## [APPLY WHAT YOU READ]
**a)** In the passage on the National Memorial Cemetery of the Pacific, which agency administers the cemetery?
**b)** Using the passage on the National Memorial Cemetery of the Pacific, explain what the two cannon at the rim of Punchbowl Crater were used for.
**c)** Continue the passage on the National Memorial Cemetery of the Pacific from its final sentence.

## [PASSAGE PROVIDED]
:::

Veterans cemetery in Honolulu, Hawaii, United States

The National Memorial Cemetery of the Pacific (informally known as Punchbowl Cemetery) is a United States national cemetery located at Punchbowl Crater in Honolulu, Hawaii. It serves as a memorial to honor those men and women who served in the United States Armed Forces, and those who have been killed in doing so. It is administered by the National Cemetery Administration of the United States Department of Veterans Affairs and is listed on the National Register of Historic Places. Millions of visitors visit the cemetery each year, and it is one of the most popular tourist attractions in Hawaii.

==History==
===Establishment===
The Hawaiian name of the Punchbowl Crater, Puowaina, is most commonly translated as "Hill of Sacrifice". The first known use was as a place where offenders of certain taboos (kapu) were offered as human sacrifices to ancient gods. Later, during the time of King Kamehameha, around 1800, two cannon were mounted at the rim of the crater and used for ceremonial purposes such as saluting distinguished arrivals.

:::

## [SUPPLIED RECORDS]

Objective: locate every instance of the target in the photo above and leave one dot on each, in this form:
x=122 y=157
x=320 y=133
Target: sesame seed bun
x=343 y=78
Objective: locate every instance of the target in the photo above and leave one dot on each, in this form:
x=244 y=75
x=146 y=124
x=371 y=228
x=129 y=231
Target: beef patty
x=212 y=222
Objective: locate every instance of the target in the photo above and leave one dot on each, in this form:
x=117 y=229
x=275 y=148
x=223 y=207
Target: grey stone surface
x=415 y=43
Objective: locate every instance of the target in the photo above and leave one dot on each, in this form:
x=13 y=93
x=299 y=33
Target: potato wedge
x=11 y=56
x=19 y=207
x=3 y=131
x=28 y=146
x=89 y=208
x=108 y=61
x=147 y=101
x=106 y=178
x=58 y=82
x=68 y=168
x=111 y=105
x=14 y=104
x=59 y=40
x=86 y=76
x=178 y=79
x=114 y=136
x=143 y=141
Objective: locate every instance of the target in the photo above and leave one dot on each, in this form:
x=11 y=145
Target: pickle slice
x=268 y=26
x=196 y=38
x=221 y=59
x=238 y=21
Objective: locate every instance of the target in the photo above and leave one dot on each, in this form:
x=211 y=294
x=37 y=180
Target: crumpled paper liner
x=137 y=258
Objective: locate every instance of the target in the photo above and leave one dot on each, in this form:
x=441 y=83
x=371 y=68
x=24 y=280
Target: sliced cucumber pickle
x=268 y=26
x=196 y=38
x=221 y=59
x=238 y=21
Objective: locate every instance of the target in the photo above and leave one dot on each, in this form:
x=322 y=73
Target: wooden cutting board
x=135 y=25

:::

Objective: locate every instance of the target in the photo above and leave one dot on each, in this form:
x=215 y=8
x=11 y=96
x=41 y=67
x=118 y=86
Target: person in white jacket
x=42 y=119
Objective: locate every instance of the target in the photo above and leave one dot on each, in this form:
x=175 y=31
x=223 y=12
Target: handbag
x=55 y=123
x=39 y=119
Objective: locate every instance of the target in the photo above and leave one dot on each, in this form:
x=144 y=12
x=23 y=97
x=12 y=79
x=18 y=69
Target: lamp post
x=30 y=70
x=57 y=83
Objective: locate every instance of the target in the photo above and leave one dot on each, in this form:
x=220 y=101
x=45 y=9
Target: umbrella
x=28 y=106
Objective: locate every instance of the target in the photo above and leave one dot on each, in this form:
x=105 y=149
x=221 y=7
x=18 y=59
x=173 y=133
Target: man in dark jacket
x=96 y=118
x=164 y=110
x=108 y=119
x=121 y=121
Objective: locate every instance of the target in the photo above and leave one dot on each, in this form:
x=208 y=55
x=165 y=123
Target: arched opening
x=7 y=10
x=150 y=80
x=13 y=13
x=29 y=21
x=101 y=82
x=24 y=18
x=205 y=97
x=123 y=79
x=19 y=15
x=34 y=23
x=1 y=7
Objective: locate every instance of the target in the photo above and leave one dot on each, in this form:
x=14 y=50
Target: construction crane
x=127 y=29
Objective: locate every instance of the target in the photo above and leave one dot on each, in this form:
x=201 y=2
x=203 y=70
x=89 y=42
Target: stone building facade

:::

## [RESULTS]
**a)** The National Cemetery Administration of the United States Department of Veterans Affairs.

**b)** During the time of King Kamehameha, around 1800, two cannon were mounted at the crater rim. They served ceremonial purposes, such as saluting distinguished arrivals.

**c)**
During the late 1890s, a committee recommended that the crater become the site for a new cemetery to accommodate the growing population of Honolulu. The idea was rejected for fear of polluting the water supply and the emotional aversion to creating a city of the dead above a city of the living. Fifty years later, Congress authorized a small appropriation to establish a national cemetery in Honolulu with two provisions: that the location be acceptable to the War Department, and that the site would be donated rather than purchased. In 1943, the governor of Hawaii offered the Punchbowl for this purpose. The $50,000 appropriation proved insufficient, however, and the project was deferred until after World War II. By 1947, Congress and veteran organizations placed a great deal of pressure on the military to find a permanent burial site in Hawaii for the remains of thousands of World War II servicemen on the island of Guam awaiting permanent burial. Subsequently, the Army again began planning the Punchbowl cemetery.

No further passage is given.